**EXERCISE DIRECTIONS:**
Output every line below without omitting or altering anything.

**PROVIDED MATERIAL:**
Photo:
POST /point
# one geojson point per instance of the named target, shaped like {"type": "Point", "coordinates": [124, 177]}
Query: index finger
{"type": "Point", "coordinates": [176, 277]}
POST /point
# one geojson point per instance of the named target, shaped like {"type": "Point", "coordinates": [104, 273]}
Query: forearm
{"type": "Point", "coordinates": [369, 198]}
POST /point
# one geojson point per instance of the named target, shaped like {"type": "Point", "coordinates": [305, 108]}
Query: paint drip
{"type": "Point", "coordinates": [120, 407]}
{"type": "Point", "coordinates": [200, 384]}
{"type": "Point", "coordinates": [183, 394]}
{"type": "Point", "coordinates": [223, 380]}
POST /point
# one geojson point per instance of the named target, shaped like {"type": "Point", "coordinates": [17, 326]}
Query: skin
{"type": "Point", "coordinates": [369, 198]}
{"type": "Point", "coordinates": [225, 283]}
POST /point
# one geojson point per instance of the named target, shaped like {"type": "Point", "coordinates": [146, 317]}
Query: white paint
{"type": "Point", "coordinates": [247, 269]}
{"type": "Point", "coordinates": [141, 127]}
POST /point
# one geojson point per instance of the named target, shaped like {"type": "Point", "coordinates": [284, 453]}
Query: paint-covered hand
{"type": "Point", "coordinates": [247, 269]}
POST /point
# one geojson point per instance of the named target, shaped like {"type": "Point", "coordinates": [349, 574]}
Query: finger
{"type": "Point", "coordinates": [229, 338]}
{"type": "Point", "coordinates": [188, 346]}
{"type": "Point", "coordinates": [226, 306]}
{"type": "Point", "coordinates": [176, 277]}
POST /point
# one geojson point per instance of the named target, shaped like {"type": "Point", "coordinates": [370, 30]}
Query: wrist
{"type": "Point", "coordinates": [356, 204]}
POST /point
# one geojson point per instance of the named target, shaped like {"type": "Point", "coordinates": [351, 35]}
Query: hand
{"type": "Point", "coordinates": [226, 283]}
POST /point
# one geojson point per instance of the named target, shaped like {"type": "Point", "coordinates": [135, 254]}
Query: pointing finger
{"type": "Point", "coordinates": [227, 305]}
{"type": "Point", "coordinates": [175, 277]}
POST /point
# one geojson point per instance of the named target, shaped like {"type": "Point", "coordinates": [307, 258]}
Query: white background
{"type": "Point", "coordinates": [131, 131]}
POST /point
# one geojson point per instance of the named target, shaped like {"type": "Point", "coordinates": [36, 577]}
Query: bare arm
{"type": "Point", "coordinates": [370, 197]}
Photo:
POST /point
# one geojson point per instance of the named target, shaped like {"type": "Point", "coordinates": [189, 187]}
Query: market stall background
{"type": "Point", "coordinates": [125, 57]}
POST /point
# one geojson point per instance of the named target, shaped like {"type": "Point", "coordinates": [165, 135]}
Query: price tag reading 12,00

**RESPONSE:**
Photo:
POST /point
# one geojson point per instance of the named target, shaped like {"type": "Point", "coordinates": [124, 177]}
Query: index finger
{"type": "Point", "coordinates": [176, 277]}
POST /point
# one geojson point per instance of the named target, shaped like {"type": "Point", "coordinates": [104, 273]}
Query: forearm
{"type": "Point", "coordinates": [369, 198]}
POST /point
# one geojson point per instance of the named target, shaped like {"type": "Point", "coordinates": [305, 108]}
Query: paint drip
{"type": "Point", "coordinates": [120, 407]}
{"type": "Point", "coordinates": [200, 384]}
{"type": "Point", "coordinates": [183, 394]}
{"type": "Point", "coordinates": [223, 380]}
POST /point
# one geojson point per instance of the named target, shaped like {"type": "Point", "coordinates": [17, 326]}
Query: skin
{"type": "Point", "coordinates": [369, 198]}
{"type": "Point", "coordinates": [225, 283]}
POST /point
# one geojson point per instance of the named target, shaped like {"type": "Point", "coordinates": [146, 317]}
Query: white paint
{"type": "Point", "coordinates": [247, 269]}
{"type": "Point", "coordinates": [141, 127]}
POST /point
# one geojson point per instance of the named target, shaped like {"type": "Point", "coordinates": [284, 453]}
Query: paint-covered hand
{"type": "Point", "coordinates": [247, 269]}
POST /point
# one geojson point per instance of the named target, shaped like {"type": "Point", "coordinates": [349, 574]}
Query: finger
{"type": "Point", "coordinates": [229, 338]}
{"type": "Point", "coordinates": [188, 346]}
{"type": "Point", "coordinates": [226, 306]}
{"type": "Point", "coordinates": [176, 277]}
POST /point
# one geojson point per instance of the named target, shaped like {"type": "Point", "coordinates": [370, 30]}
Query: wrist
{"type": "Point", "coordinates": [356, 204]}
POST /point
# one geojson point per instance of the named target, shaped like {"type": "Point", "coordinates": [351, 35]}
Query: hand
{"type": "Point", "coordinates": [226, 283]}
POST /point
# one geojson point per instance of the named target, shaped like {"type": "Point", "coordinates": [135, 254]}
Query: pointing finger
{"type": "Point", "coordinates": [227, 305]}
{"type": "Point", "coordinates": [175, 277]}
POST /point
# one geojson point per instance of the named target, shaped like {"type": "Point", "coordinates": [307, 258]}
Query: white background
{"type": "Point", "coordinates": [131, 131]}
POST /point
# one geojson point per instance of the named target, shaped like {"type": "Point", "coordinates": [36, 577]}
Query: bare arm
{"type": "Point", "coordinates": [370, 197]}
Photo:
POST /point
# one geojson point per instance of the named target, shaped like {"type": "Point", "coordinates": [189, 187]}
Query: market stall background
{"type": "Point", "coordinates": [125, 57]}
POST /point
# one geojson point per instance of the named target, shaped like {"type": "Point", "coordinates": [165, 135]}
Query: price tag reading 12,00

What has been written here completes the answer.